#### [Material shown]
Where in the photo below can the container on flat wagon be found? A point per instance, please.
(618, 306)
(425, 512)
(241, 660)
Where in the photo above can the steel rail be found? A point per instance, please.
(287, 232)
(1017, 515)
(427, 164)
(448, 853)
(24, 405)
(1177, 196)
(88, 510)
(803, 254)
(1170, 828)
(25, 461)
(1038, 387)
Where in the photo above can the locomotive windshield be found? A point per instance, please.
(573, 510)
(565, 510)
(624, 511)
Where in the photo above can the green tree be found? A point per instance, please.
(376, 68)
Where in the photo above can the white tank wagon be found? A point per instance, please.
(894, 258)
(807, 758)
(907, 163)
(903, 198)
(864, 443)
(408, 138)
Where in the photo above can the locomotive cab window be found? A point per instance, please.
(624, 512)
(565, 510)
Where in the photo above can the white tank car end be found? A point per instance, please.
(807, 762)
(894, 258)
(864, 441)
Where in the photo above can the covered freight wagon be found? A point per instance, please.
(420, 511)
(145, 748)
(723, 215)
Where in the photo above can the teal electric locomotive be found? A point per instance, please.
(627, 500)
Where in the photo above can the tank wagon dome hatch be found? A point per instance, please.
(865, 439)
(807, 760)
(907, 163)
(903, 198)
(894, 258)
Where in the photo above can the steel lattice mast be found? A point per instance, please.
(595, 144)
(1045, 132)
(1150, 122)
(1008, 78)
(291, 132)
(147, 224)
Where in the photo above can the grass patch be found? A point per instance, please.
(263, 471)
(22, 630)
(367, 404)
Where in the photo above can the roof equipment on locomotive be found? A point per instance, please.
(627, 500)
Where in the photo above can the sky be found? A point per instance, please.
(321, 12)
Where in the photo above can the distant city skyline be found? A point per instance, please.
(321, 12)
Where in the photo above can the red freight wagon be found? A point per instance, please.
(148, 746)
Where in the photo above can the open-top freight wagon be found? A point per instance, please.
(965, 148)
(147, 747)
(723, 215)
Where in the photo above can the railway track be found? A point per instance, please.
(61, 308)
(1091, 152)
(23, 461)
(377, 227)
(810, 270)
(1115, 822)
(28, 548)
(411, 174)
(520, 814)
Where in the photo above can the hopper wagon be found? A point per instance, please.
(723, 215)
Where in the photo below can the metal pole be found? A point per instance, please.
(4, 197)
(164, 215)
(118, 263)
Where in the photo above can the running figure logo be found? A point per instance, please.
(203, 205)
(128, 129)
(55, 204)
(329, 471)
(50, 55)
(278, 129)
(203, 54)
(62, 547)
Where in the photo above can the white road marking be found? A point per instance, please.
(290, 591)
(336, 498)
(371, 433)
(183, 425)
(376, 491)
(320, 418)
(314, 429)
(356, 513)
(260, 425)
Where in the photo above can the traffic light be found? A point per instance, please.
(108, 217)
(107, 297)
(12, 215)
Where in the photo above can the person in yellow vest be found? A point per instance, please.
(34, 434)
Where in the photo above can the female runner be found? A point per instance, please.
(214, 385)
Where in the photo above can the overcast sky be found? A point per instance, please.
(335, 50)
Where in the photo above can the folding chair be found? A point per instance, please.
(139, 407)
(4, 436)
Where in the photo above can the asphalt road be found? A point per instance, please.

#### [Action item]
So that nothing is lost, transcribe each entry exactly as written.

#### [Answer to this problem]
Where in the photo below can the container on flat wagon be found? A point per instance, please.
(618, 306)
(425, 512)
(241, 660)
Where in the photo above can the steel rail be found? A point per instance, please.
(287, 232)
(1017, 515)
(427, 164)
(448, 853)
(24, 405)
(1177, 196)
(88, 510)
(803, 254)
(1170, 828)
(25, 461)
(1038, 387)
Where in the photo above can the locomotive windshield be found? A point per instance, please.
(573, 510)
(565, 510)
(624, 511)
Where in the photo above can the green tree be found? A point per instance, please.
(376, 68)
Where in the photo above can the white tank wagon be found? A point per instance, please.
(894, 258)
(807, 758)
(907, 163)
(903, 198)
(864, 443)
(408, 138)
Where in the photo above can the locomotive cab window be found? A point per instance, please.
(624, 512)
(565, 510)
Where in the photo above can the white tank car end be found? A point per instance, please.
(807, 762)
(894, 258)
(864, 441)
Where in the photo above can the covered freight wagon be found? A point per instance, please.
(420, 511)
(145, 748)
(723, 215)
Where in the photo above can the teal electric locomotive be found? A point per instance, please.
(627, 500)
Where in the photo above can the tank wagon dome hatch be found? A point per instance, please.
(865, 439)
(807, 760)
(907, 163)
(903, 198)
(894, 258)
Where in the photo above can the steel lattice mast be found? A point per instance, please.
(595, 144)
(1045, 132)
(1150, 122)
(1008, 78)
(291, 132)
(147, 224)
Where in the photo above can the grass patch be found? A point per instance, please.
(263, 471)
(22, 630)
(367, 404)
Where in the photo above can the roof equipment on locomotive be found? A point per instance, please.
(627, 500)
Where in the photo above can the sky be found? A point per instance, please.
(321, 12)
Where in the photo above can the distant city skyline be found? A point per instance, please.
(321, 12)
Where in the photo above can the red freight wagon be found? A point per instance, please.
(148, 746)
Where in the photo above can the open-top freight wagon be found? A point per instance, please.
(965, 148)
(147, 747)
(723, 215)
Where in the photo above can the railway track be found? A point per instance, please.
(61, 308)
(1091, 152)
(23, 461)
(377, 227)
(810, 270)
(1115, 822)
(28, 548)
(411, 174)
(520, 814)
Where in the photo above can the hopper wagon be found? A point per instance, please.
(723, 215)
Where in the photo below can the metal pole be found? A point per instance, please.
(4, 197)
(164, 215)
(118, 263)
Where in the photo above can the running figure logo be found? A point per instance, please.
(203, 205)
(128, 129)
(55, 204)
(329, 471)
(50, 55)
(278, 129)
(203, 54)
(62, 547)
Where in the photo above can the white road marking be found? A point per instance, please.
(290, 591)
(336, 498)
(371, 433)
(183, 425)
(376, 491)
(320, 418)
(314, 429)
(356, 513)
(260, 425)
Where in the photo above can the traffic light be found? A point per instance, please.
(108, 217)
(107, 297)
(12, 215)
Where in the photo above can the person in yellow vest be found? A point per instance, please.
(34, 434)
Where in the photo above can the female runner be found? A point per instance, please.
(214, 385)
Where in the photo above can the overcast sky be found? A point per instance, please.
(335, 50)
Where in the photo above can the folding chair be found? A point per instance, please.
(139, 407)
(4, 436)
Where in the photo above can the asphalt road be found? A point per instance, please.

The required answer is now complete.